- [练习说明]:
根据选文回答:
1. 选文标注的发布日期是哪一天?
2. 摘要说"三言"文本系统的生成离不开什么?
3. 摘要最后把"三言"叙事时间系统称作"三言"研究的什么?
==== 选文 ====
“三言”故事的叙事时间系统及其多重意义简析

2020-03-03 22:42:56 来源:范文大全收藏下载本文

摘 要:“三言”文本系统的生成离不开单个篇目叙事时间的设定和安排。而这些设定本身便形成了具有自我阐发能力的符号系统。根据这一系统的指引,在“三言”研究路径的选择上获得了更大的自由度和更佳的宏观性。以此为观照基点,至少能够看到“三言”故事主题随时代演进而呈现出的伦理强化、故事朝代分布所蕴藏的时代气质以及明君典型创造中的民间参与。可以说,“三言”叙事时间系统作为“三言”研究新的增长点,具有巨大的开掘空间和发掘价值。
==== 原始材料 ====
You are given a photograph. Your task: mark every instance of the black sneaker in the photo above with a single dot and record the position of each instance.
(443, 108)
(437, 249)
====
- [参考答案]:
1. 2020-03-03。
2. 单个篇目叙事时间的设定和安排。
3. 新的增长点。